Start Dataset rows

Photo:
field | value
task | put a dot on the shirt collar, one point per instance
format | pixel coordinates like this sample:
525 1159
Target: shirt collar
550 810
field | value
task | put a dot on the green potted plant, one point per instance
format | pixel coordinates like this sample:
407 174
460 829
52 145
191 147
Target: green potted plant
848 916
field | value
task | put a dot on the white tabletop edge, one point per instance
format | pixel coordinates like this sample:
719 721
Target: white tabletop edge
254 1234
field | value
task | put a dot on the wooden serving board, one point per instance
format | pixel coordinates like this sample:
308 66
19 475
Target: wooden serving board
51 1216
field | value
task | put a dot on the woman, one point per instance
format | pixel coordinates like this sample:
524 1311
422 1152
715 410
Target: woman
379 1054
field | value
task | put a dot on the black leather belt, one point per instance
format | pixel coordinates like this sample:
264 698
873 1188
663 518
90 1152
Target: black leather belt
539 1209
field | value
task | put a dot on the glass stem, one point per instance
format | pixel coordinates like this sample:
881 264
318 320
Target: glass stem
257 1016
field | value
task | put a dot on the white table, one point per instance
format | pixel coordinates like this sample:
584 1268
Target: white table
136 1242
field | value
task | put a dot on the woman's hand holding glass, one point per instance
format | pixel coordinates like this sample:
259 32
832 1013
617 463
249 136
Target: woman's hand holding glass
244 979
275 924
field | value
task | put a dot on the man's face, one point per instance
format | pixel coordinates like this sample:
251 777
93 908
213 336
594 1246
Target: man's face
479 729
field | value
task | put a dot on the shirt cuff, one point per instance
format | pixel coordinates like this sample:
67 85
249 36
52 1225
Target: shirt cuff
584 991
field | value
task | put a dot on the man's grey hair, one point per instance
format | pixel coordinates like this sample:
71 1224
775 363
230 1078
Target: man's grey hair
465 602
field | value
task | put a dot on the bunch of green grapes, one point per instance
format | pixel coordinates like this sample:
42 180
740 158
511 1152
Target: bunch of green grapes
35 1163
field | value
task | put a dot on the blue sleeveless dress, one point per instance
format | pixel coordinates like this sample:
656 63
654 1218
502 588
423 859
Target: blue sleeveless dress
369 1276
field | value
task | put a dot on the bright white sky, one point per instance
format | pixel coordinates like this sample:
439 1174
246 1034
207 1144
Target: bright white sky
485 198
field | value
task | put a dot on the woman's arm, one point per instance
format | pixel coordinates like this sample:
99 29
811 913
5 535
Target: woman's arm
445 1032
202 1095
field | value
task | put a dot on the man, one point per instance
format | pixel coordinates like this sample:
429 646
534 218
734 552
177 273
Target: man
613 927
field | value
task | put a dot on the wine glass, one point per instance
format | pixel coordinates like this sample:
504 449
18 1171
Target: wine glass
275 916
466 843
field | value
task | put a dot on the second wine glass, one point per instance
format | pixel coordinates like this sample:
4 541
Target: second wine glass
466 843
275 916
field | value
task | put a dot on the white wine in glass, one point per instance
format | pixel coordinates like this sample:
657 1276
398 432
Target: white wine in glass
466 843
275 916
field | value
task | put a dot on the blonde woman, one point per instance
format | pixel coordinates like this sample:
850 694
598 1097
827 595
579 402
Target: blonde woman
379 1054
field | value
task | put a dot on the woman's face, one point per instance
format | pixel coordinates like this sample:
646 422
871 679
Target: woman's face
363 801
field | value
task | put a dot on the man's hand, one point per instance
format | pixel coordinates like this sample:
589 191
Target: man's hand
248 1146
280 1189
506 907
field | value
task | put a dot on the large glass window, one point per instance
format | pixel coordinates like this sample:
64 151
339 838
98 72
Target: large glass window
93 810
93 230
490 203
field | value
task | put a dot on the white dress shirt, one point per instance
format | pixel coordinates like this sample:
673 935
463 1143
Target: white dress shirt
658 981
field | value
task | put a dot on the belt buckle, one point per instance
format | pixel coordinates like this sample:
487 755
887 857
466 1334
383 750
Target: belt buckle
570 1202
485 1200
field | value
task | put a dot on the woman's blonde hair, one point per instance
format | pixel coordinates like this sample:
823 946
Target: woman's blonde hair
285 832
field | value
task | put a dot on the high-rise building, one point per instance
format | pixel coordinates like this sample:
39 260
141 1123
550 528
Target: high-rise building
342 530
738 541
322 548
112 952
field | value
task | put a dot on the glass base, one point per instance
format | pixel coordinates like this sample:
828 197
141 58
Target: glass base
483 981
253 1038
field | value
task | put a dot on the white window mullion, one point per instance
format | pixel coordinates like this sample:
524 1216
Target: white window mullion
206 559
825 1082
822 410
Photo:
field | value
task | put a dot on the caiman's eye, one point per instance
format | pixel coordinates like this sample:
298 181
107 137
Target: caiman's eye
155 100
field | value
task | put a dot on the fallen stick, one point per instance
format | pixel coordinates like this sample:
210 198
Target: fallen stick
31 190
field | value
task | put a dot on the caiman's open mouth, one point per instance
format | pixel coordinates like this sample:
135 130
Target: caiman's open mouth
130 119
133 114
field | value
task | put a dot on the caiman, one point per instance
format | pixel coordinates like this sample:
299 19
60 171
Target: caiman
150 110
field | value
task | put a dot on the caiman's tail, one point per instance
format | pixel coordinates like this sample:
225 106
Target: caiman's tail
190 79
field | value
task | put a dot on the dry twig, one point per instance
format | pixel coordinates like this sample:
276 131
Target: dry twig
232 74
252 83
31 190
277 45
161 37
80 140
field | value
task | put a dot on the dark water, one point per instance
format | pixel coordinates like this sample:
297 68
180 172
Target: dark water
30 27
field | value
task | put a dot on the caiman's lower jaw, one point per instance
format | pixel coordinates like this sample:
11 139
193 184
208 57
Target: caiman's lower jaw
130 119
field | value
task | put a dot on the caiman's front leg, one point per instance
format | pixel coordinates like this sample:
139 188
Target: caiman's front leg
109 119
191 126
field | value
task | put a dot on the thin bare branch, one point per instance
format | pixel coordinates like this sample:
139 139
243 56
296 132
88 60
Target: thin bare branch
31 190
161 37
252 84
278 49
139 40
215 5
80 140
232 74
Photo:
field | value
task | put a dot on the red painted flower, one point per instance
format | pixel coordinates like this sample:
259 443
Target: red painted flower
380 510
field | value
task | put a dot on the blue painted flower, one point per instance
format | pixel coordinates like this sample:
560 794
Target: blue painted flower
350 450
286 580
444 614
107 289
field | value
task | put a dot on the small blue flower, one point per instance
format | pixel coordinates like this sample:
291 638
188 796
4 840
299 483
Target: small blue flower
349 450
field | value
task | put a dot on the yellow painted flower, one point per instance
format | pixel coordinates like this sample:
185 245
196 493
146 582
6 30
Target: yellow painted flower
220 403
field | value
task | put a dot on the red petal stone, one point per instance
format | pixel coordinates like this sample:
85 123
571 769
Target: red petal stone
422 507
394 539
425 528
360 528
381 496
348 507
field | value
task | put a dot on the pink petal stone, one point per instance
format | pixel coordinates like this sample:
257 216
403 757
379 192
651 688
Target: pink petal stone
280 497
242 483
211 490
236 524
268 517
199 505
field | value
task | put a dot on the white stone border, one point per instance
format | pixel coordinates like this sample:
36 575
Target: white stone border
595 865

End Dataset rows

**Written task**. Repeat the material from above exactly, word for word.

**Answer to the exercise**.
Photo:
field | value
task | put a dot on the shirt collar, one point per instance
format | pixel coordinates like this sample:
525 1159
Target: shirt collar
550 810
field | value
task | put a dot on the green potted plant, one point per instance
format | pixel coordinates like this sample:
407 174
460 829
52 145
191 147
Target: green potted plant
848 916
field | value
task | put a dot on the white tabletop edge, one point per instance
format | pixel coordinates like this sample:
719 721
Target: white tabletop edge
254 1234
field | value
task | put a dot on the wooden serving board, one point per instance
format | pixel coordinates like this sample:
308 66
19 475
Target: wooden serving board
51 1216
field | value
task | put a dot on the woman, one point per instance
format | pixel coordinates like this sample:
524 1311
422 1152
715 410
Target: woman
379 1054
field | value
task | put a dot on the black leather belt, one point per instance
format | pixel coordinates like this sample:
264 698
873 1188
663 518
90 1152
Target: black leather belt
539 1209
field | value
task | put a dot on the glass stem, one point per instance
format | pixel coordinates like this sample:
881 264
318 320
Target: glass stem
257 1016
field | value
task | put a dot on the white table, one point per instance
format | pixel coordinates like this sample:
584 1268
Target: white table
136 1242
field | value
task | put a dot on the woman's hand holding glass, one point per instance
format | pixel coordinates like this sample:
259 32
832 1013
617 463
249 136
Target: woman's hand holding glass
244 979
275 924
field | value
task | put a dot on the man's face, one point per instance
format | pixel coordinates like this sample:
251 777
93 908
213 336
594 1246
Target: man's face
479 729
field | value
task | put a dot on the shirt cuff, one point per instance
format | pixel coordinates like this sample:
67 85
249 36
52 1225
Target: shirt cuff
584 991
field | value
task | put a dot on the man's grey hair, one point per instance
format | pixel coordinates like this sample:
71 1224
775 363
230 1078
Target: man's grey hair
465 602
field | value
task | put a dot on the bunch of green grapes, one point per instance
format | pixel coordinates like this sample:
42 180
740 158
511 1152
Target: bunch of green grapes
35 1163
field | value
task | put a dot on the blue sleeveless dress, one point per instance
format | pixel coordinates like this sample:
656 63
654 1218
502 588
423 859
Target: blue sleeveless dress
369 1276
field | value
task | put a dot on the bright white sky, one point per instance
format | pixel coordinates like this sample:
439 1174
246 1034
207 1144
Target: bright white sky
485 198
field | value
task | put a dot on the woman's arm, one point per instance
format | pixel coordinates like this sample:
99 29
811 913
5 535
Target: woman's arm
445 1032
202 1095
field | value
task | put a dot on the man, one point per instance
format | pixel coordinates like this sample:
429 646
534 218
734 552
177 273
Target: man
613 927
field | value
task | put a dot on the wine glass, one point per instance
format | pixel coordinates like this sample:
504 449
18 1171
Target: wine glass
275 916
466 843
field | value
task | put a dot on the second wine glass, one point per instance
format | pixel coordinates like this sample:
4 541
Target: second wine glass
466 843
275 916
field | value
task | put a dot on the white wine in glass, one point per instance
format | pixel coordinates like this sample:
657 1276
398 432
Target: white wine in glass
466 843
275 916
field | value
task | put a dot on the blonde woman, one point per instance
format | pixel coordinates like this sample:
850 694
598 1097
827 595
579 402
Target: blonde woman
379 1054
field | value
task | put a dot on the woman's face, one point per instance
format | pixel coordinates like this sample:
646 422
871 679
Target: woman's face
363 801
field | value
task | put a dot on the man's hand, one point per instance
format | pixel coordinates like this sample:
589 191
Target: man's hand
248 1146
280 1189
506 907
field | value
task | put a dot on the large glass window, one point per instance
format | pixel coordinates like this sample:
64 151
339 838
98 72
Target: large glass window
93 810
93 230
490 203
field | value
task | put a dot on the white dress shirt, one point per instance
format | pixel coordinates like this sample:
673 935
463 1143
Target: white dress shirt
658 981
field | value
task | put a dot on the belt buckle, one point per instance
format | pixel coordinates like this sample:
487 755
887 857
466 1334
383 750
Target: belt buckle
570 1202
485 1200
field | value
task | put a dot on the woman's blonde hair, one point per instance
format | pixel coordinates like this sample:
823 946
Target: woman's blonde hair
285 832
field | value
task | put a dot on the high-rise building, one point per instance
format | pixel coordinates like this sample:
39 260
141 1123
550 528
Target: high-rise building
342 530
738 541
322 548
112 952
field | value
task | put a dot on the glass base, one point per instance
format | pixel coordinates like this sample:
828 197
141 58
Target: glass base
483 981
253 1038
field | value
task | put a dot on the white window mullion, one point per instance
format | pixel coordinates like this sample:
524 1216
Target: white window mullion
206 559
825 1082
822 410
Photo:
field | value
task | put a dot on the caiman's eye, one point per instance
format | pixel coordinates like this sample:
298 181
107 137
Target: caiman's eye
155 100
field | value
task | put a dot on the fallen stick, one point per instance
format | pixel coordinates like this sample:
210 198
Target: fallen stick
31 190
field | value
task | put a dot on the caiman's open mouth, one point per instance
format | pixel coordinates like this sample:
135 130
Target: caiman's open mouth
130 119
133 114
field | value
task | put a dot on the caiman, one point per instance
format | pixel coordinates like this sample:
299 19
60 171
Target: caiman
150 110
field | value
task | put a dot on the caiman's tail, one point per instance
format | pixel coordinates like this sample:
225 106
Target: caiman's tail
190 79
field | value
task | put a dot on the dry twig, one point per instance
format | pixel coordinates like this sample:
276 131
Target: dry twig
232 74
252 83
31 190
277 45
161 37
80 140
field | value
task | put a dot on the dark water, one point per instance
format | pixel coordinates like this sample:
297 68
180 172
Target: dark water
30 27
field | value
task | put a dot on the caiman's lower jaw, one point per instance
format | pixel coordinates like this sample:
11 139
193 184
208 57
Target: caiman's lower jaw
130 119
field | value
task | put a dot on the caiman's front leg, one point per instance
format | pixel coordinates like this sample:
139 188
Target: caiman's front leg
109 119
191 126
field | value
task | put a dot on the thin bare branch, one point per instance
format | pixel coordinates like this sample:
139 139
243 56
296 132
88 60
Target: thin bare branch
31 190
161 37
252 84
278 49
139 40
215 5
80 140
232 74
Photo:
field | value
task | put a dot on the red painted flower, one point per instance
format | pixel coordinates like this sample:
259 443
Target: red painted flower
380 510
field | value
task | put a dot on the blue painted flower, one point per instance
format | pixel coordinates like this sample:
560 794
Target: blue painted flower
350 450
286 580
444 614
107 289
field | value
task | put a dot on the small blue flower, one point per instance
format | pixel coordinates like this sample:
291 638
188 796
4 840
299 483
Target: small blue flower
349 450
field | value
task | put a dot on the yellow painted flower, one point per instance
format | pixel coordinates like this sample:
185 245
196 493
146 582
6 30
Target: yellow painted flower
220 403
field | value
task | put a dot on the red petal stone, one point per instance
format | pixel coordinates like this sample:
85 123
571 769
Target: red petal stone
422 507
394 539
425 528
360 528
381 496
348 507
field | value
task | put a dot on the pink petal stone, one point per instance
format | pixel coordinates like this sample:
257 216
403 757
379 192
651 688
Target: pink petal stone
280 497
242 483
211 490
236 524
268 517
199 505
field | value
task | put a dot on the white stone border, one point per instance
format | pixel coordinates like this sample:
36 575
Target: white stone border
595 865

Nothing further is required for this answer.